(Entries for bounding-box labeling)
━━━━━━━━━━━━━━━━━━━━━━━━━━━━━━
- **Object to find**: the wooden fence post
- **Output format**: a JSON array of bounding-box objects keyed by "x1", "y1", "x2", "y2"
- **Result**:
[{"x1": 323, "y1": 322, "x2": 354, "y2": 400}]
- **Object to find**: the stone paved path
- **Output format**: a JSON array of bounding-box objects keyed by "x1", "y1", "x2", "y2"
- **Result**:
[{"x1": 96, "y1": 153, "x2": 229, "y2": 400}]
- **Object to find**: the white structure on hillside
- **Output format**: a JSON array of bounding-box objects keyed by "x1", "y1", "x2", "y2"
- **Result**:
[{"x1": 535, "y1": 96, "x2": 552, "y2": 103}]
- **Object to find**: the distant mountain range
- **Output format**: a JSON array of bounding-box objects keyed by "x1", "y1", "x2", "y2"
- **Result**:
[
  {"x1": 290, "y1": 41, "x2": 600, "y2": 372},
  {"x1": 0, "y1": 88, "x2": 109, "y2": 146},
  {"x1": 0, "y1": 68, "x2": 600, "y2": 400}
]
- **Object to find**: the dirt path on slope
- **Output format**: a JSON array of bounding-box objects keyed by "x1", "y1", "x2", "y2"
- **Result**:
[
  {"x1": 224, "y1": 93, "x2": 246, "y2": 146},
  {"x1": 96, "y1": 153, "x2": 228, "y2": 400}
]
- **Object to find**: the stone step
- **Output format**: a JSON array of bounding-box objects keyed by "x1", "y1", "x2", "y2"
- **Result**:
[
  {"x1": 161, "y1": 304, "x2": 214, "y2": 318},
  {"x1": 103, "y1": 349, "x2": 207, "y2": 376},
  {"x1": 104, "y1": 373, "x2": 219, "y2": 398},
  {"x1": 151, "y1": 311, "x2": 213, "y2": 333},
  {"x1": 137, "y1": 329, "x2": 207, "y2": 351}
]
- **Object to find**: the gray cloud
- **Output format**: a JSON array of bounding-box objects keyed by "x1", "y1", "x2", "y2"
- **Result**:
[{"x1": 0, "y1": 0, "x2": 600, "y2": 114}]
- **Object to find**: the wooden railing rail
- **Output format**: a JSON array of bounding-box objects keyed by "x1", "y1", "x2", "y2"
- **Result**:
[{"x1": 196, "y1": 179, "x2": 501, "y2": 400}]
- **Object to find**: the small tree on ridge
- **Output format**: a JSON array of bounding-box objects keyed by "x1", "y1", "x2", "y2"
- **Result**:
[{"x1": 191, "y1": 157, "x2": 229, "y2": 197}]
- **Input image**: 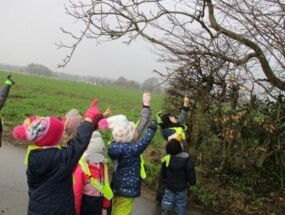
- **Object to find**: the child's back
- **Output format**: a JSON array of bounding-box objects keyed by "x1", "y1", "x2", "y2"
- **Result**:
[{"x1": 162, "y1": 139, "x2": 196, "y2": 215}]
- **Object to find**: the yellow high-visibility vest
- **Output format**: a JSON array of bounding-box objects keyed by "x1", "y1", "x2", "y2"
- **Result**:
[
  {"x1": 79, "y1": 158, "x2": 114, "y2": 200},
  {"x1": 161, "y1": 154, "x2": 171, "y2": 167}
]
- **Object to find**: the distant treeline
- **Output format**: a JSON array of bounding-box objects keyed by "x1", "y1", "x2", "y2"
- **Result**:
[{"x1": 0, "y1": 63, "x2": 163, "y2": 93}]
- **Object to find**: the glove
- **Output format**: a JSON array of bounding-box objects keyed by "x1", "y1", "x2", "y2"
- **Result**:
[
  {"x1": 148, "y1": 119, "x2": 157, "y2": 130},
  {"x1": 5, "y1": 75, "x2": 15, "y2": 86},
  {"x1": 84, "y1": 98, "x2": 103, "y2": 129},
  {"x1": 142, "y1": 93, "x2": 151, "y2": 107}
]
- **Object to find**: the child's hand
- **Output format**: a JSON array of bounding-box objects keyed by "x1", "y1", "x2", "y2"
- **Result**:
[
  {"x1": 84, "y1": 99, "x2": 102, "y2": 129},
  {"x1": 183, "y1": 96, "x2": 190, "y2": 107},
  {"x1": 103, "y1": 107, "x2": 112, "y2": 118},
  {"x1": 142, "y1": 93, "x2": 151, "y2": 107}
]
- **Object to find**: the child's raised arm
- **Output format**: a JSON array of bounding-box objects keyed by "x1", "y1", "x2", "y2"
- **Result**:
[
  {"x1": 178, "y1": 96, "x2": 190, "y2": 124},
  {"x1": 137, "y1": 93, "x2": 151, "y2": 139}
]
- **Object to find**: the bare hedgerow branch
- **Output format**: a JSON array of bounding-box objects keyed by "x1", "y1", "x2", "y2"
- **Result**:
[{"x1": 59, "y1": 0, "x2": 285, "y2": 90}]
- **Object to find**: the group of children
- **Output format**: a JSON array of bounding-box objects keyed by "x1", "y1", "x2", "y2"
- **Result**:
[{"x1": 10, "y1": 93, "x2": 193, "y2": 215}]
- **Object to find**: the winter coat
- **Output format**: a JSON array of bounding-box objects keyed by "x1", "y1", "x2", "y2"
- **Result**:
[
  {"x1": 73, "y1": 163, "x2": 111, "y2": 214},
  {"x1": 108, "y1": 128, "x2": 156, "y2": 198},
  {"x1": 27, "y1": 121, "x2": 94, "y2": 215},
  {"x1": 0, "y1": 84, "x2": 11, "y2": 110},
  {"x1": 161, "y1": 152, "x2": 196, "y2": 192}
]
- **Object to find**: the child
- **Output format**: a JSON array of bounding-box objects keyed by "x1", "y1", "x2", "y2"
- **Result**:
[
  {"x1": 108, "y1": 119, "x2": 157, "y2": 215},
  {"x1": 13, "y1": 99, "x2": 103, "y2": 215},
  {"x1": 156, "y1": 96, "x2": 190, "y2": 204},
  {"x1": 99, "y1": 93, "x2": 157, "y2": 215},
  {"x1": 158, "y1": 96, "x2": 190, "y2": 144},
  {"x1": 0, "y1": 75, "x2": 15, "y2": 147},
  {"x1": 73, "y1": 131, "x2": 111, "y2": 215},
  {"x1": 161, "y1": 139, "x2": 196, "y2": 215}
]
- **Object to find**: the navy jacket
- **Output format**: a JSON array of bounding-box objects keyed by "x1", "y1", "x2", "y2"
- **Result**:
[
  {"x1": 162, "y1": 152, "x2": 196, "y2": 192},
  {"x1": 108, "y1": 128, "x2": 156, "y2": 198},
  {"x1": 27, "y1": 121, "x2": 94, "y2": 215}
]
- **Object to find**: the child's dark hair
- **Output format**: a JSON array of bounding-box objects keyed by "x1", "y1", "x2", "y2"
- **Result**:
[{"x1": 166, "y1": 139, "x2": 183, "y2": 155}]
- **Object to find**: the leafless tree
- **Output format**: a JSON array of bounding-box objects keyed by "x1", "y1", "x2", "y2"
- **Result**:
[{"x1": 59, "y1": 0, "x2": 285, "y2": 90}]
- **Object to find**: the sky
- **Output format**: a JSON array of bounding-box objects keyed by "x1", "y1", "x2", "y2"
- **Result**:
[{"x1": 0, "y1": 0, "x2": 163, "y2": 82}]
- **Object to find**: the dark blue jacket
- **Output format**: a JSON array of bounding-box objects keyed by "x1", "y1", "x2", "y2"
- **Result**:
[
  {"x1": 161, "y1": 152, "x2": 196, "y2": 192},
  {"x1": 27, "y1": 121, "x2": 94, "y2": 215},
  {"x1": 108, "y1": 128, "x2": 156, "y2": 198}
]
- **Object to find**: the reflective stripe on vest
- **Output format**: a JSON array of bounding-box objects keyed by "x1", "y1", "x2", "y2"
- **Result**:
[
  {"x1": 161, "y1": 155, "x2": 171, "y2": 167},
  {"x1": 24, "y1": 144, "x2": 61, "y2": 165},
  {"x1": 136, "y1": 119, "x2": 147, "y2": 179},
  {"x1": 170, "y1": 126, "x2": 187, "y2": 141},
  {"x1": 140, "y1": 155, "x2": 146, "y2": 179},
  {"x1": 79, "y1": 158, "x2": 114, "y2": 200}
]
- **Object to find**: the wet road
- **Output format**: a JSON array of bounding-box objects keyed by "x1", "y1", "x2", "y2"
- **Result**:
[{"x1": 0, "y1": 144, "x2": 208, "y2": 215}]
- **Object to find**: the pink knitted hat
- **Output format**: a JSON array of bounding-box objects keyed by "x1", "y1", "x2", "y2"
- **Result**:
[
  {"x1": 13, "y1": 116, "x2": 64, "y2": 146},
  {"x1": 112, "y1": 122, "x2": 136, "y2": 143}
]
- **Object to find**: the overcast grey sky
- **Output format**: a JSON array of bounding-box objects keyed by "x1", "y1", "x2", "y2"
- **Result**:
[{"x1": 0, "y1": 0, "x2": 163, "y2": 82}]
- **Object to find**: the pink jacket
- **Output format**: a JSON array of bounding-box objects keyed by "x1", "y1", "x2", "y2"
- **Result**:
[{"x1": 73, "y1": 163, "x2": 111, "y2": 215}]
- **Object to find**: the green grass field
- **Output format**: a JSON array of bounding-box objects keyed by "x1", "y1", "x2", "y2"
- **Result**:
[{"x1": 0, "y1": 72, "x2": 163, "y2": 127}]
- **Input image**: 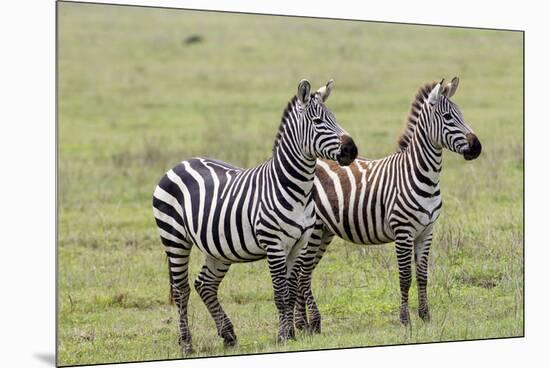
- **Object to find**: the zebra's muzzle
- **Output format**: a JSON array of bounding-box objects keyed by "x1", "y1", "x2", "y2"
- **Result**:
[
  {"x1": 337, "y1": 135, "x2": 357, "y2": 166},
  {"x1": 463, "y1": 133, "x2": 481, "y2": 161}
]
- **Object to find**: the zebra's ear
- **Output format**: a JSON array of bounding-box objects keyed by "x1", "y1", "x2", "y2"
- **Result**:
[
  {"x1": 316, "y1": 79, "x2": 334, "y2": 102},
  {"x1": 446, "y1": 77, "x2": 459, "y2": 98},
  {"x1": 296, "y1": 79, "x2": 311, "y2": 105},
  {"x1": 428, "y1": 83, "x2": 441, "y2": 106}
]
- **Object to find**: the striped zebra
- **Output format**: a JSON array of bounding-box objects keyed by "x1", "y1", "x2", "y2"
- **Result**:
[
  {"x1": 153, "y1": 80, "x2": 357, "y2": 354},
  {"x1": 295, "y1": 77, "x2": 481, "y2": 332}
]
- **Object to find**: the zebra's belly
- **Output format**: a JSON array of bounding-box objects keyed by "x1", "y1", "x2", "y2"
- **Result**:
[
  {"x1": 188, "y1": 213, "x2": 266, "y2": 263},
  {"x1": 325, "y1": 214, "x2": 395, "y2": 245}
]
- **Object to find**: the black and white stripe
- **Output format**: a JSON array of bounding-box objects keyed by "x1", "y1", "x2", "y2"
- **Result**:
[
  {"x1": 153, "y1": 80, "x2": 357, "y2": 353},
  {"x1": 296, "y1": 78, "x2": 481, "y2": 332}
]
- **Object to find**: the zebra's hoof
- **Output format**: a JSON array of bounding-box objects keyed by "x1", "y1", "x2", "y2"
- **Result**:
[
  {"x1": 180, "y1": 341, "x2": 194, "y2": 356},
  {"x1": 399, "y1": 308, "x2": 411, "y2": 326},
  {"x1": 308, "y1": 320, "x2": 321, "y2": 334},
  {"x1": 222, "y1": 333, "x2": 237, "y2": 348},
  {"x1": 277, "y1": 329, "x2": 296, "y2": 344},
  {"x1": 418, "y1": 307, "x2": 431, "y2": 322},
  {"x1": 294, "y1": 318, "x2": 308, "y2": 331}
]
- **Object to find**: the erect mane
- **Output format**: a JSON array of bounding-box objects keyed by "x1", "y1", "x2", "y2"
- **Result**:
━━━━━━━━━━━━━━━━━━━━━━━━━━━━━━
### Work to do
Copy the stretch of the data from the line containing "- **Object to find**: the erect mane" through the end of the data, reproducing each line without changes.

### Answer to this problem
- **Object to find**: the erect mane
- **Output format**: a JSON array of bounding-box objects keyed by "x1", "y1", "x2", "y2"
- **Result**:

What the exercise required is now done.